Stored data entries
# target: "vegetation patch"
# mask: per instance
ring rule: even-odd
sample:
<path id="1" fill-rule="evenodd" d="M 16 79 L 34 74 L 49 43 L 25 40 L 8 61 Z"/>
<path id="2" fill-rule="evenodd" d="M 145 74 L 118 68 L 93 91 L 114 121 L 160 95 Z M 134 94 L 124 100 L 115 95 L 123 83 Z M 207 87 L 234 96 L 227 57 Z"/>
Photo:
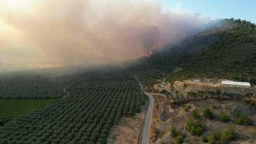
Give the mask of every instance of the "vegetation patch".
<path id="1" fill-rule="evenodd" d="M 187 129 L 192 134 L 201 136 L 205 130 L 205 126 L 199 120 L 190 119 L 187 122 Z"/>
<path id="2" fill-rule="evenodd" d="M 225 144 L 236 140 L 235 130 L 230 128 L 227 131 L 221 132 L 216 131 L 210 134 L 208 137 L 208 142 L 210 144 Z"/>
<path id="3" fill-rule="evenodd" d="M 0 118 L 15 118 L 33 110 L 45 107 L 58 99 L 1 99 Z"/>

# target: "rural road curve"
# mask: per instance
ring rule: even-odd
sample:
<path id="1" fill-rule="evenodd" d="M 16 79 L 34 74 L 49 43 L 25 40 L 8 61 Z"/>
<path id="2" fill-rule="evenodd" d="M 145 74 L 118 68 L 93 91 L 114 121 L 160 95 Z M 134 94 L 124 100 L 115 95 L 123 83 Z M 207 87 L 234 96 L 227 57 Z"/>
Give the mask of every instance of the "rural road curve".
---
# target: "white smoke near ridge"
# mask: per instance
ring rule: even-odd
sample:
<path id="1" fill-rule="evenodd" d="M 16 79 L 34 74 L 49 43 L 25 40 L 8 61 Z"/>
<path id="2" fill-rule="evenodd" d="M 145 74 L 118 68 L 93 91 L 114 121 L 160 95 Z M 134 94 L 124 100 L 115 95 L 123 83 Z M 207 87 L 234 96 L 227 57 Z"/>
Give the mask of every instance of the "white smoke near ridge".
...
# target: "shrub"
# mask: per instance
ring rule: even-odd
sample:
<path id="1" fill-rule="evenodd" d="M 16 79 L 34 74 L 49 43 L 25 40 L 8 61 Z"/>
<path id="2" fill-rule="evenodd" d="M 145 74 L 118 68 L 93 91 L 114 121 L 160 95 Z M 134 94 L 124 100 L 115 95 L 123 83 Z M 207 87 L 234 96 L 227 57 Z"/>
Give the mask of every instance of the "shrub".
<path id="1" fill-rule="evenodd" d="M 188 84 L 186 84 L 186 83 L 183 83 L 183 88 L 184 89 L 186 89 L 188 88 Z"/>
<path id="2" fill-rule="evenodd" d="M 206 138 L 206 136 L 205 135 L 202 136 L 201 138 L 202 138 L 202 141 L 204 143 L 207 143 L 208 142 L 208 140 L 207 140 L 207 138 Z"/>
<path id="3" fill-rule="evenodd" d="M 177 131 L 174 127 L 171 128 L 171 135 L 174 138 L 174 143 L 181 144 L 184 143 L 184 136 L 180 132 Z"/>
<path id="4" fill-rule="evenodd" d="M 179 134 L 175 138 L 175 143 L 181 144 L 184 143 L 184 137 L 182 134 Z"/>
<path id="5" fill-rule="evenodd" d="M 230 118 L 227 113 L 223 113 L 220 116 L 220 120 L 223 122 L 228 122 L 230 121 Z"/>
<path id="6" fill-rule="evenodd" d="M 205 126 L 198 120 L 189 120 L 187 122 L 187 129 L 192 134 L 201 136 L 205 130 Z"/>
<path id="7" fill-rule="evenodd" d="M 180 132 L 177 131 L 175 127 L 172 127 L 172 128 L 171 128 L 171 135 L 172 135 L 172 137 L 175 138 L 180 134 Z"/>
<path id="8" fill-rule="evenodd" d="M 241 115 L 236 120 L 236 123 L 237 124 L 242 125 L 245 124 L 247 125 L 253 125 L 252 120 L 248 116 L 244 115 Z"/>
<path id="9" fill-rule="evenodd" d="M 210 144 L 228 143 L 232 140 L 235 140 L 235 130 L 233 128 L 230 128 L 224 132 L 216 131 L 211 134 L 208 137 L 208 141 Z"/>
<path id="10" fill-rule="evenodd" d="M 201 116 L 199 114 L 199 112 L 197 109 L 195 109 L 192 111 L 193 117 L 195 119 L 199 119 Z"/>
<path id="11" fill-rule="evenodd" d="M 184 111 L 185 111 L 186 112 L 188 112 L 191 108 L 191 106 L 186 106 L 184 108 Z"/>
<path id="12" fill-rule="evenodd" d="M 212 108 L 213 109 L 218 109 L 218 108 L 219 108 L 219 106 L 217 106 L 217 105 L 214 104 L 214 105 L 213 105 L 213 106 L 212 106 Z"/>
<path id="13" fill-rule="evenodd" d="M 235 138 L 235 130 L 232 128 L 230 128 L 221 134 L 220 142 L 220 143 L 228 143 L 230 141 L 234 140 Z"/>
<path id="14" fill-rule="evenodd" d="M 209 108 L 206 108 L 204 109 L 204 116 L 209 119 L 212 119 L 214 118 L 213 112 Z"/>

# What the exercise asks
Count the lines in the items above that contain the word "every", and reply with the number alone.

# Exercise result
4